* **What you have to do**
Arrange the lines of the items below as a JSON list of strings, one string per line with blank lines left out. Begin at the line that contains "Report the position of each instance of the white" and stop after the line that contains "[[939, 595]]".

* **Entries from a point annotation set**
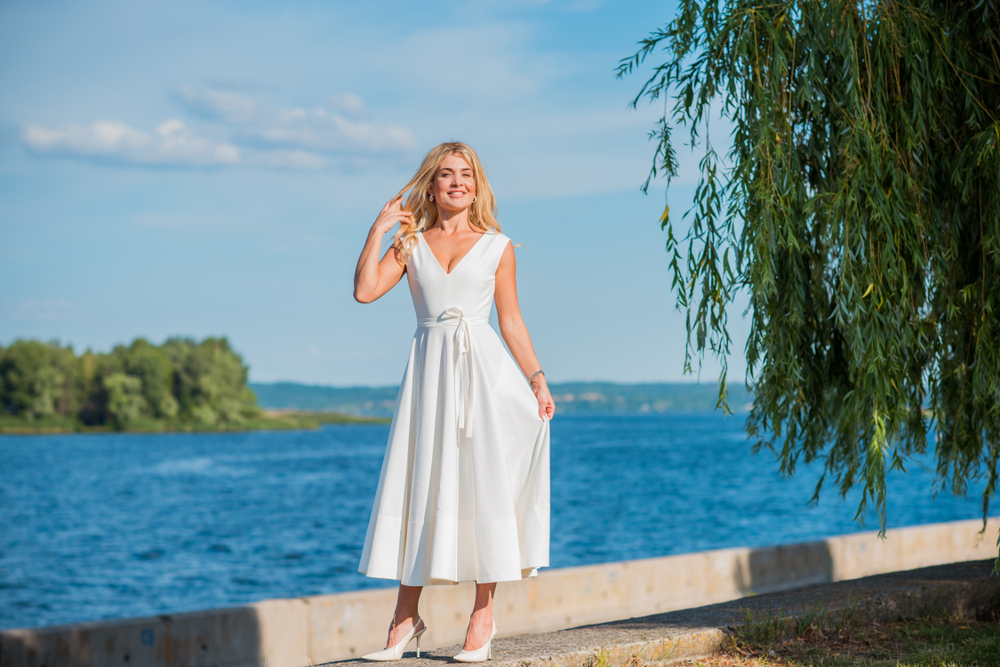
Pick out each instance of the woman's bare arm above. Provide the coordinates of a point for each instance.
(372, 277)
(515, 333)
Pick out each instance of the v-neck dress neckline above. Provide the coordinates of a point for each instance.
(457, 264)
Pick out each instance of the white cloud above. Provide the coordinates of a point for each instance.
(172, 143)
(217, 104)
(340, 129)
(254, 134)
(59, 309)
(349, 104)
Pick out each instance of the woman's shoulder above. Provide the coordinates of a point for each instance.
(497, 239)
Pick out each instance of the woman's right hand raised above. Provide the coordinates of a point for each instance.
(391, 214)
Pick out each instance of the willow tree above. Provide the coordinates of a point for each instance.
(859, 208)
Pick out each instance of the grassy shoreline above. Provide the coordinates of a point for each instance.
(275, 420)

* * *

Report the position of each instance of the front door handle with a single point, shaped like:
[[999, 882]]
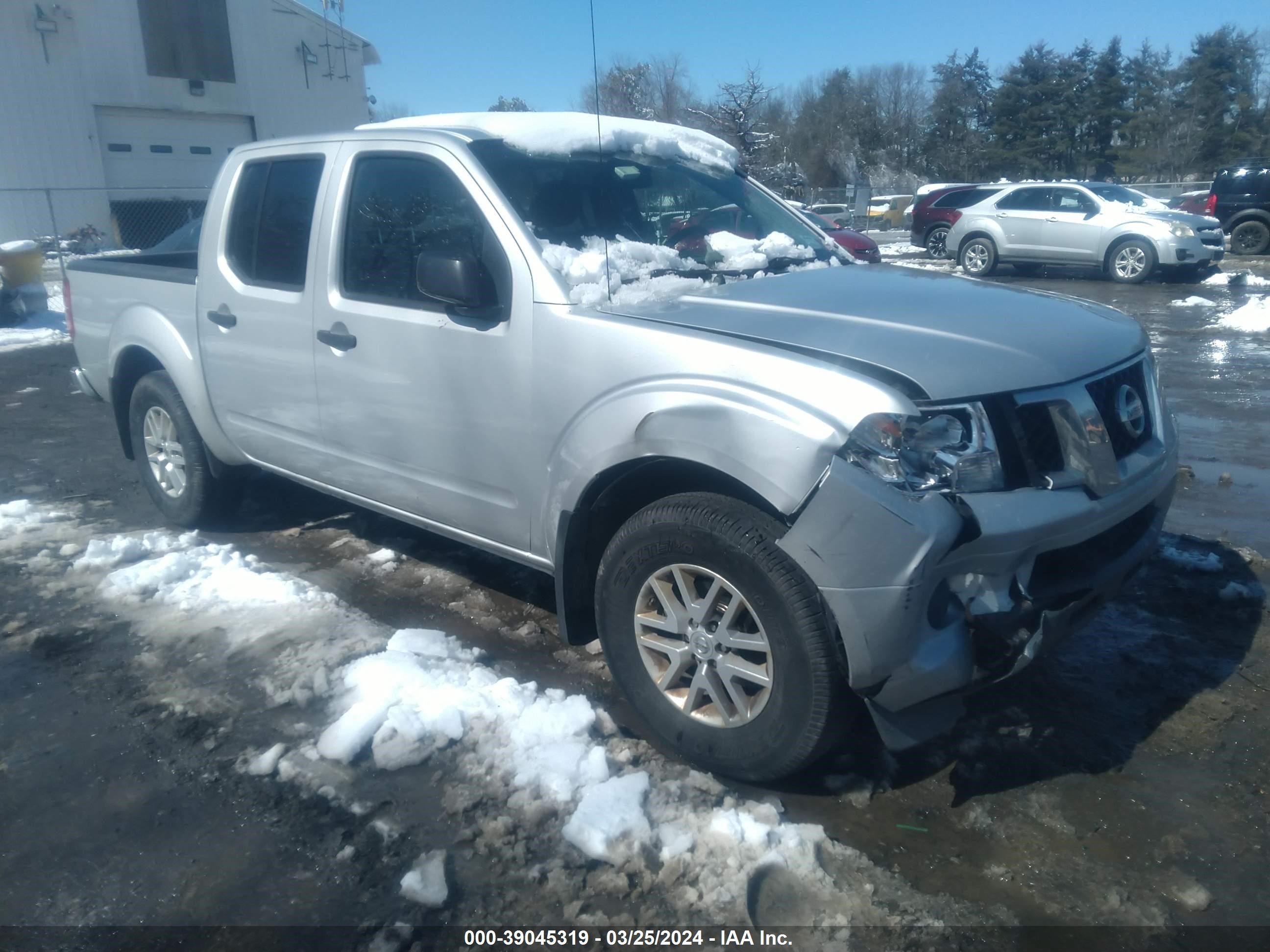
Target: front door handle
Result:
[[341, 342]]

* * *

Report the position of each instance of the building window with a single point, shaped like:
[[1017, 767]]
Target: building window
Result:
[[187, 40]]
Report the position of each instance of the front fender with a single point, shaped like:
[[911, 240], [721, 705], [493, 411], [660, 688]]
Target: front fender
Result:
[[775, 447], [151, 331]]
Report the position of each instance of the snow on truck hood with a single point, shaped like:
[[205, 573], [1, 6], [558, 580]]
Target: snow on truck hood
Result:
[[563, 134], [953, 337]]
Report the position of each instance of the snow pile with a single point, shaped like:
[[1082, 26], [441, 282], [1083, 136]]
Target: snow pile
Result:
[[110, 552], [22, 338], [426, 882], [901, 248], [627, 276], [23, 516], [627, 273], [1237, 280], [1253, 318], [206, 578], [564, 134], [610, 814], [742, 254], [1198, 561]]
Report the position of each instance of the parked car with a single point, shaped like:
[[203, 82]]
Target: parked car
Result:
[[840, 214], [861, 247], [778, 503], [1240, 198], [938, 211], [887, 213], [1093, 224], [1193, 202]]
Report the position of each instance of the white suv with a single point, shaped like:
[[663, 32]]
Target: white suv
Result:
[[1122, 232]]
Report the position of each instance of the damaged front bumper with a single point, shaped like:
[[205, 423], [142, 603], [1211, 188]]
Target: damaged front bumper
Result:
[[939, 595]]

* **Correct answer**
[
  "Report the position of each instance of the white suv with a single point, shaped like:",
  "[[663, 32]]",
  "Target: white suv",
  "Result:",
  "[[1122, 232]]",
  "Report the position of each instance of the damaged front bumper with a single point, shaped like:",
  "[[205, 423], [142, 603], [1211, 188]]",
  "Target: damaged front bumper",
  "Result:",
  "[[939, 595]]"
]